** Start Extracted material **
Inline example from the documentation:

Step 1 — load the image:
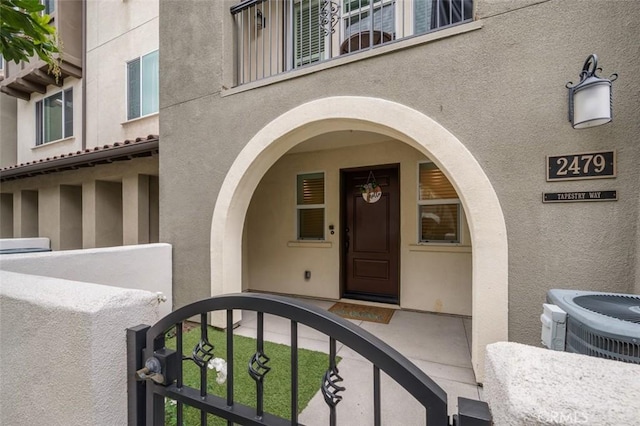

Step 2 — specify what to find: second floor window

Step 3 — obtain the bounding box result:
[42,0,56,15]
[36,88,73,145]
[127,50,160,120]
** End Extracted material **
* _Brief_: Lay out the lines of the entries above as a Markdown table with two columns, Row and Line, numbering each line in order and omitting blank lines. Leave the pictures out of the table.

* _Result for this task_:
| Row | Line |
|---|---|
| 1 | Inline example from the documentation: |
| 2 | Step 1 — load the image: |
| 3 | Step 2 — specify what to find: second floor window |
| 4 | Step 3 — obtain the bounding box result: |
| 5 | [42,0,56,15] |
| 6 | [36,88,73,145] |
| 7 | [127,50,160,120] |